"""

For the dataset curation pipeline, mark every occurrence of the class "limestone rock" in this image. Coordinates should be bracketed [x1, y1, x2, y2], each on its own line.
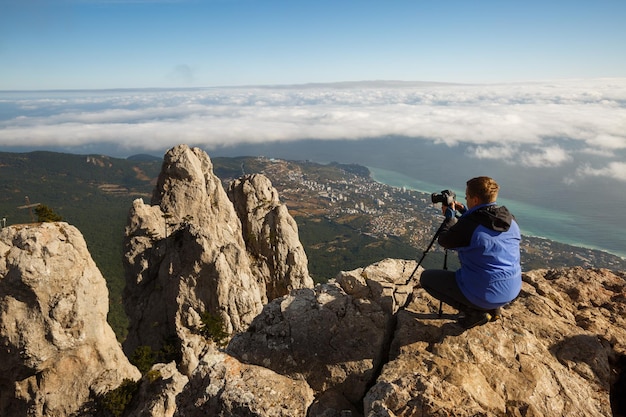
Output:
[125, 362, 189, 417]
[174, 352, 313, 417]
[0, 222, 141, 416]
[124, 145, 265, 371]
[228, 174, 313, 300]
[364, 268, 626, 417]
[227, 260, 415, 412]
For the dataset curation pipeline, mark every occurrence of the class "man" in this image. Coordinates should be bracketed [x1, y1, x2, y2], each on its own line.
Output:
[420, 177, 522, 329]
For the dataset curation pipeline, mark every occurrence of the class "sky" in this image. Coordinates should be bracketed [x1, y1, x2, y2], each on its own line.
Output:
[0, 0, 626, 90]
[0, 0, 626, 254]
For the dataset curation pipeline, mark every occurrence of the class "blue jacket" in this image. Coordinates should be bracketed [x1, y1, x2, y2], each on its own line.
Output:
[438, 203, 522, 309]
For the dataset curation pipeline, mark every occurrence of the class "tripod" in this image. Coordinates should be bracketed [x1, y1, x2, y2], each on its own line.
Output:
[400, 219, 448, 317]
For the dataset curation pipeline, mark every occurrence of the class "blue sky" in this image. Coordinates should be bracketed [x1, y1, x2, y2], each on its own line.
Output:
[0, 0, 626, 90]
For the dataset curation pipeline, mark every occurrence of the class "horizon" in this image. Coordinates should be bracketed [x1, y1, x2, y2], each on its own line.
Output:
[0, 0, 626, 91]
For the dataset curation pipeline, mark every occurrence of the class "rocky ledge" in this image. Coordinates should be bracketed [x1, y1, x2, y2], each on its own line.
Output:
[0, 145, 626, 417]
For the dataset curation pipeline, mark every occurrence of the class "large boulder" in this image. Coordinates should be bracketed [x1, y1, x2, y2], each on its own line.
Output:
[124, 145, 313, 375]
[228, 174, 313, 302]
[173, 351, 314, 417]
[227, 259, 415, 413]
[124, 145, 264, 373]
[364, 268, 626, 417]
[0, 222, 141, 416]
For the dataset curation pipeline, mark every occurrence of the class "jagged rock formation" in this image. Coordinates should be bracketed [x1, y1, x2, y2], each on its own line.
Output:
[124, 145, 313, 374]
[228, 260, 626, 417]
[228, 174, 313, 301]
[228, 259, 415, 412]
[0, 223, 141, 416]
[0, 145, 626, 417]
[364, 268, 626, 416]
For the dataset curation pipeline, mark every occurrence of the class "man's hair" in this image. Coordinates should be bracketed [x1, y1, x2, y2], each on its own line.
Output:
[466, 177, 500, 204]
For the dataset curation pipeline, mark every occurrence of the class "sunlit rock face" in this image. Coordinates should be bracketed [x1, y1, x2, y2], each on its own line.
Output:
[124, 145, 313, 374]
[0, 222, 141, 416]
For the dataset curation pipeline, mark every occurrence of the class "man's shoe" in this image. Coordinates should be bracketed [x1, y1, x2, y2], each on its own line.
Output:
[458, 310, 491, 329]
[487, 307, 502, 321]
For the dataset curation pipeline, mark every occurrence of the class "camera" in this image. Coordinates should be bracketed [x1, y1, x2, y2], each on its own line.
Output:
[430, 190, 456, 206]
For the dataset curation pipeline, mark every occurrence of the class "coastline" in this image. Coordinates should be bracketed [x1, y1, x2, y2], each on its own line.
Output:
[367, 166, 626, 259]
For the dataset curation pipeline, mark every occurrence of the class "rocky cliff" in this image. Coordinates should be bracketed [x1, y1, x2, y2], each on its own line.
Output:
[0, 223, 141, 416]
[124, 145, 313, 374]
[0, 145, 626, 417]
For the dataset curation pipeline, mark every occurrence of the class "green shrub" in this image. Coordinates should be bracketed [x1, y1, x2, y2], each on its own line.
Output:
[98, 379, 139, 417]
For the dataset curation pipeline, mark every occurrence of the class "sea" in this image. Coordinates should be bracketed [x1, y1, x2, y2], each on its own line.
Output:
[207, 138, 626, 258]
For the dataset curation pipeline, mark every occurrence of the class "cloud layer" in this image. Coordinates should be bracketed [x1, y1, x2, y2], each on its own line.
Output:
[0, 79, 626, 181]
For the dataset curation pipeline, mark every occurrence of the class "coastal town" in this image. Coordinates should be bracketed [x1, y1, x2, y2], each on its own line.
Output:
[222, 157, 626, 271]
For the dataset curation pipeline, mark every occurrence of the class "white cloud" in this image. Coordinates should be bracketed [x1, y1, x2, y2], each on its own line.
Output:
[0, 79, 626, 166]
[519, 146, 572, 168]
[576, 161, 626, 182]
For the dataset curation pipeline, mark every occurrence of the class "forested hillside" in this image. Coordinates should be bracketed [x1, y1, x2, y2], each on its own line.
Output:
[0, 152, 626, 339]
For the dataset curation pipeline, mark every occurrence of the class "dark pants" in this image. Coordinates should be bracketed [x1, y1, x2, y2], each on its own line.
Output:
[420, 269, 485, 311]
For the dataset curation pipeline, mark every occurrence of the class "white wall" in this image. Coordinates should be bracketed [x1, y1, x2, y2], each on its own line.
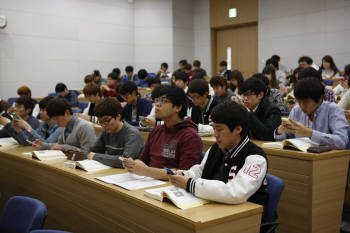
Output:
[173, 0, 194, 70]
[0, 0, 134, 98]
[134, 0, 173, 72]
[259, 0, 350, 70]
[193, 0, 212, 75]
[0, 0, 211, 98]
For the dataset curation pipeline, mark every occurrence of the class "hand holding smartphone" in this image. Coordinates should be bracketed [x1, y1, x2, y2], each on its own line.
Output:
[164, 167, 175, 175]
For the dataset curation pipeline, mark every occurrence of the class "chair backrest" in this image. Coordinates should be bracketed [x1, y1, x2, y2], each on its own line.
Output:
[0, 196, 46, 233]
[345, 129, 350, 150]
[7, 97, 17, 106]
[266, 174, 284, 221]
[30, 229, 71, 233]
[79, 102, 89, 111]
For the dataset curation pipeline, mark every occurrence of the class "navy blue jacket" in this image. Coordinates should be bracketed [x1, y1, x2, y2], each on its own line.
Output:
[122, 97, 152, 126]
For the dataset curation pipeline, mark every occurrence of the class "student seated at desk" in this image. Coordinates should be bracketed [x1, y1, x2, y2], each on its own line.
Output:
[274, 77, 349, 149]
[143, 77, 162, 102]
[121, 66, 139, 82]
[168, 102, 268, 206]
[101, 72, 120, 97]
[75, 83, 102, 123]
[123, 86, 203, 180]
[119, 81, 152, 126]
[187, 79, 218, 134]
[0, 96, 62, 146]
[0, 97, 39, 138]
[33, 99, 96, 151]
[242, 77, 281, 141]
[173, 71, 189, 93]
[210, 76, 235, 103]
[87, 97, 144, 168]
[136, 69, 150, 88]
[13, 86, 40, 117]
[55, 83, 79, 107]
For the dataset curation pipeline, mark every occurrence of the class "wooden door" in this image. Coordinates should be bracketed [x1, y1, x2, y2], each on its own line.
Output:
[212, 23, 258, 78]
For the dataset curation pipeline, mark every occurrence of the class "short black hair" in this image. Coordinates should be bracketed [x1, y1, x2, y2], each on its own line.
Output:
[160, 62, 168, 69]
[184, 63, 192, 70]
[294, 77, 324, 103]
[119, 81, 138, 95]
[265, 58, 279, 70]
[39, 96, 55, 109]
[107, 72, 118, 81]
[211, 101, 249, 137]
[174, 71, 188, 83]
[125, 66, 134, 72]
[55, 83, 67, 93]
[92, 70, 101, 78]
[298, 67, 322, 81]
[271, 54, 281, 62]
[188, 79, 209, 95]
[137, 69, 148, 80]
[46, 98, 73, 118]
[179, 59, 187, 66]
[242, 77, 267, 96]
[148, 77, 162, 86]
[94, 97, 122, 118]
[112, 67, 121, 77]
[210, 75, 227, 87]
[159, 86, 187, 119]
[15, 96, 36, 115]
[298, 56, 313, 65]
[219, 61, 227, 66]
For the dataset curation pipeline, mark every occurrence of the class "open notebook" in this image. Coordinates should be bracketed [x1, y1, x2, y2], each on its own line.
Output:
[32, 150, 67, 161]
[143, 186, 209, 210]
[262, 137, 319, 152]
[0, 137, 19, 150]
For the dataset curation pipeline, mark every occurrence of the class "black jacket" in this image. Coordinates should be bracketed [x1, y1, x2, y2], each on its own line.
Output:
[248, 97, 281, 141]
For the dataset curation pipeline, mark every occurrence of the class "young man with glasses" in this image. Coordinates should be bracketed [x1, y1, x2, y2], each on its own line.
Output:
[241, 77, 281, 141]
[123, 86, 203, 180]
[0, 96, 62, 146]
[33, 99, 96, 152]
[119, 81, 152, 126]
[168, 102, 268, 214]
[87, 97, 144, 168]
[187, 79, 218, 135]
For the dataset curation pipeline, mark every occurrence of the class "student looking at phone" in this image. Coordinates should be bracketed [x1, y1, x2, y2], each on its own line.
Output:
[123, 86, 203, 180]
[0, 96, 62, 146]
[0, 97, 39, 138]
[34, 98, 96, 152]
[87, 97, 144, 168]
[274, 77, 348, 149]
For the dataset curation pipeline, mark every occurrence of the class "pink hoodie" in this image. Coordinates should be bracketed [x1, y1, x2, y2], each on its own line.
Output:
[139, 117, 203, 170]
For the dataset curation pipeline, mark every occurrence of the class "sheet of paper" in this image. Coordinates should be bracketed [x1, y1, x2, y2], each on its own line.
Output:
[96, 173, 165, 190]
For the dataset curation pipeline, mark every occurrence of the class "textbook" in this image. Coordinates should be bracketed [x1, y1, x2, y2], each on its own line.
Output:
[32, 150, 67, 161]
[75, 159, 111, 172]
[96, 172, 165, 190]
[143, 186, 209, 210]
[262, 137, 320, 152]
[0, 138, 19, 150]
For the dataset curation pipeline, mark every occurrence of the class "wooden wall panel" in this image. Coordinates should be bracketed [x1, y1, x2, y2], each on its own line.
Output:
[210, 0, 258, 28]
[213, 24, 258, 77]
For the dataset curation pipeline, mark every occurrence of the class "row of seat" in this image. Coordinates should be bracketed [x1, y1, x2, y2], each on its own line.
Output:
[0, 174, 284, 233]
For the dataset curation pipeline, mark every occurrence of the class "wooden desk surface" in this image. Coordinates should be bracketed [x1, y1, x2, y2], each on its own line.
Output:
[0, 147, 262, 233]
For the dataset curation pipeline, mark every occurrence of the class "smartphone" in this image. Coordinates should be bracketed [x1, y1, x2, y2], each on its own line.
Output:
[11, 112, 19, 120]
[164, 167, 175, 175]
[282, 118, 293, 126]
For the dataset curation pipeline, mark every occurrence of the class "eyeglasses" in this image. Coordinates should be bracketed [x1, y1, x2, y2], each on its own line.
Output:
[154, 98, 171, 105]
[243, 91, 256, 97]
[98, 117, 113, 125]
[187, 95, 201, 100]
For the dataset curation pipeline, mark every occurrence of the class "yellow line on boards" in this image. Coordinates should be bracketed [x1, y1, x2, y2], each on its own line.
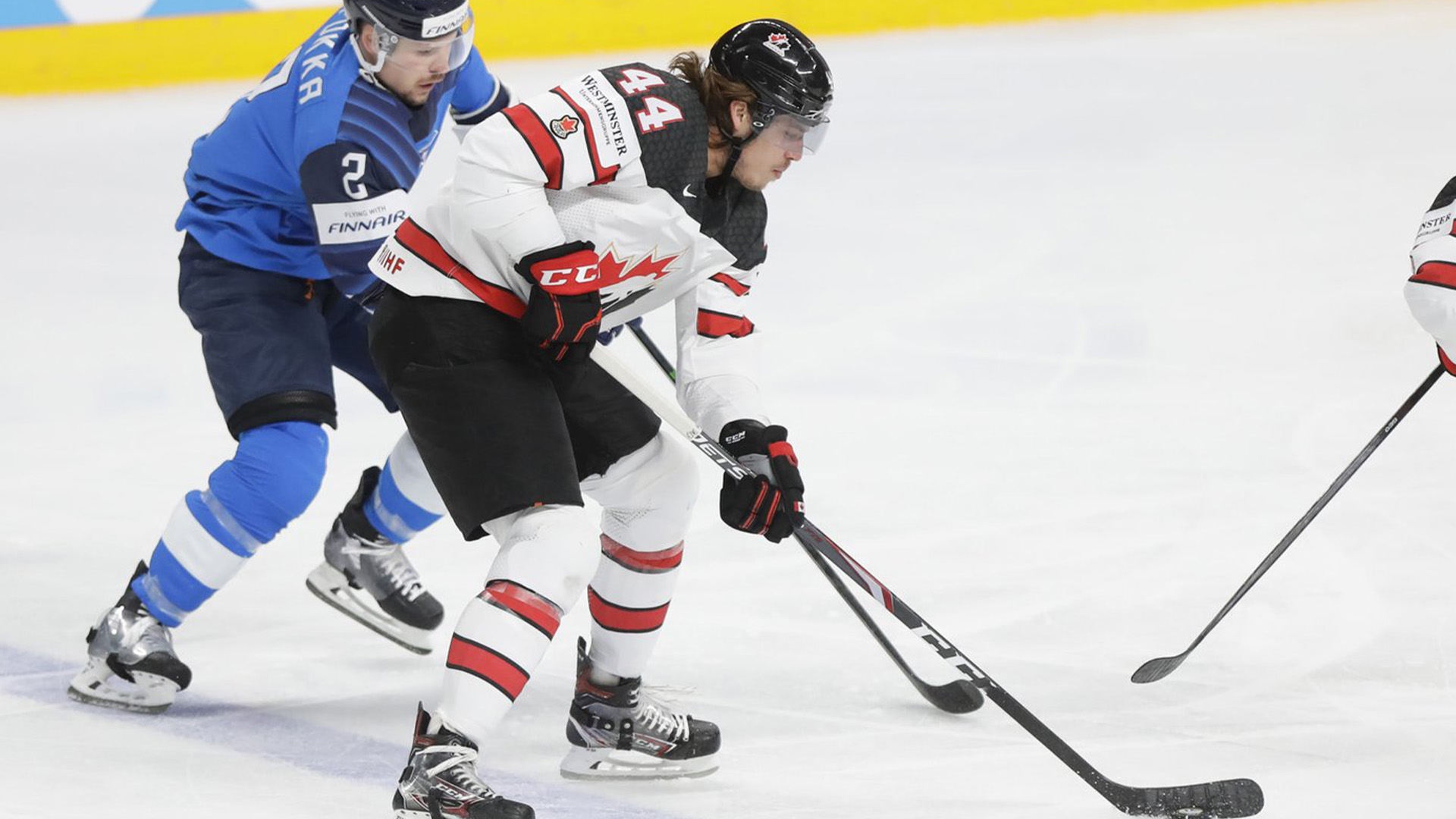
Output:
[0, 0, 1351, 95]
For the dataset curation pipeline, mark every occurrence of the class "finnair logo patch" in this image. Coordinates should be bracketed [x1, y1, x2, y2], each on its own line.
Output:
[313, 190, 410, 245]
[419, 3, 470, 39]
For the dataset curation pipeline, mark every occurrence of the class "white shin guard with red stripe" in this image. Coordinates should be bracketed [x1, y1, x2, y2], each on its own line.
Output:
[582, 433, 698, 678]
[438, 506, 595, 745]
[587, 535, 682, 678]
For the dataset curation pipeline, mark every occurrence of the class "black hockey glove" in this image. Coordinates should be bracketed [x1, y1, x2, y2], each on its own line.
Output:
[718, 419, 804, 544]
[516, 242, 601, 364]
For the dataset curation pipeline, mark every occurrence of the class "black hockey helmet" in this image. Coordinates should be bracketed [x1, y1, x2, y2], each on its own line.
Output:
[708, 17, 834, 143]
[344, 0, 475, 71]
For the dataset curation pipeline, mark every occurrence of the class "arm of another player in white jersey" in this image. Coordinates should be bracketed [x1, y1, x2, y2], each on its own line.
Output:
[450, 71, 645, 259]
[677, 268, 769, 440]
[1410, 179, 1456, 277]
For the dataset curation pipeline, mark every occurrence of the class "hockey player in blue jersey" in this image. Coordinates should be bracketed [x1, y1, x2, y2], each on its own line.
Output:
[68, 0, 510, 713]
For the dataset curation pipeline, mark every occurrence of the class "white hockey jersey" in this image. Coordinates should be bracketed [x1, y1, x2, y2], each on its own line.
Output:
[370, 63, 767, 438]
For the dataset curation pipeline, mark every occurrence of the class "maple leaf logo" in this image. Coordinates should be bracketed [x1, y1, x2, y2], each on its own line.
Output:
[597, 246, 682, 307]
[551, 114, 581, 140]
[597, 246, 682, 287]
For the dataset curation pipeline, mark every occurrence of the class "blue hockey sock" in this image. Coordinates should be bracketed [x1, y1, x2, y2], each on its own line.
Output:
[364, 436, 444, 544]
[131, 421, 329, 626]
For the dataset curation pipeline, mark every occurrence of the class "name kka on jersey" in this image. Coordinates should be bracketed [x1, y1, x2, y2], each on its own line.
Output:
[581, 74, 628, 156]
[299, 19, 350, 105]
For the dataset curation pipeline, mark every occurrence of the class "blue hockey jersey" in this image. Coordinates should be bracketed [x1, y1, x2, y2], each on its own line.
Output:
[176, 10, 510, 293]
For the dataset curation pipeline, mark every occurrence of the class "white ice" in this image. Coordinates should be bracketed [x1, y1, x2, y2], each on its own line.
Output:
[0, 0, 1456, 819]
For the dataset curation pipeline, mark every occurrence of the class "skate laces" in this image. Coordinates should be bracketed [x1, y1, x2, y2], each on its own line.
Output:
[103, 606, 176, 659]
[339, 538, 425, 601]
[415, 745, 495, 797]
[633, 686, 689, 739]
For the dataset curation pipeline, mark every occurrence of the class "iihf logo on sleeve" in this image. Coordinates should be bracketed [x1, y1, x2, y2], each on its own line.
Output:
[551, 114, 581, 140]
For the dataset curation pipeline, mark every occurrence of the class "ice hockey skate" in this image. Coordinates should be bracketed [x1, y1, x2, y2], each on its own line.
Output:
[65, 563, 192, 714]
[307, 466, 444, 654]
[394, 705, 536, 819]
[560, 640, 719, 780]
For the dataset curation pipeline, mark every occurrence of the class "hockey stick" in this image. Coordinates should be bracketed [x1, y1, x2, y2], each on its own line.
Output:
[1133, 366, 1446, 682]
[592, 347, 1264, 819]
[628, 322, 986, 714]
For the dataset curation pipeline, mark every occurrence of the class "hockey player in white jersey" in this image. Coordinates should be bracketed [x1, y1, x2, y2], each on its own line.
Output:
[370, 19, 833, 819]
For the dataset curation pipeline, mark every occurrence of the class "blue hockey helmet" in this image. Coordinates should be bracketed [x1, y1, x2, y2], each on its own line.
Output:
[344, 0, 475, 71]
[708, 17, 834, 152]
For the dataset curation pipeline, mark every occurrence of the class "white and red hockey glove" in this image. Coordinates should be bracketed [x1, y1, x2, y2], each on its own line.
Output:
[718, 419, 804, 544]
[516, 242, 601, 364]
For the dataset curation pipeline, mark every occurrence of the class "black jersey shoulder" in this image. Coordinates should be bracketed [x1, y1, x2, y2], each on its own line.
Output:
[1426, 177, 1456, 210]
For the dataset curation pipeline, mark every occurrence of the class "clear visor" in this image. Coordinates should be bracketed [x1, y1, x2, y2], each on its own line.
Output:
[758, 114, 828, 158]
[373, 14, 475, 74]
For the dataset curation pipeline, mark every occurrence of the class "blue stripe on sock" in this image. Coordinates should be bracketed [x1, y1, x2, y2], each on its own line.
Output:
[187, 490, 253, 557]
[364, 463, 440, 544]
[131, 541, 212, 626]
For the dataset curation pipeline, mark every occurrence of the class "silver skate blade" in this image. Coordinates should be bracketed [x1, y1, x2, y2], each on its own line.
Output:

"""

**AIM**
Copy the lines starting at the one that contains "of another player" and ending at the one that contains "[68, 0, 510, 713]", reproducing each without any change.

**RESPONSE TO THIS TASK**
For the dataset curation pipeline, mark every occurrence of the class "arm of another player in white jersey" in this image. Coordinates should be bracketed [x1, y1, x2, y2], each on its own line.
Output:
[450, 71, 645, 259]
[677, 268, 769, 440]
[1410, 179, 1456, 277]
For the dataset curation pipeline, mark every occurrence of the class "hockey player in blue jersey" in this image. Coordinates should be bracketed [x1, y1, x2, y2], each on its own line.
Output:
[68, 0, 510, 713]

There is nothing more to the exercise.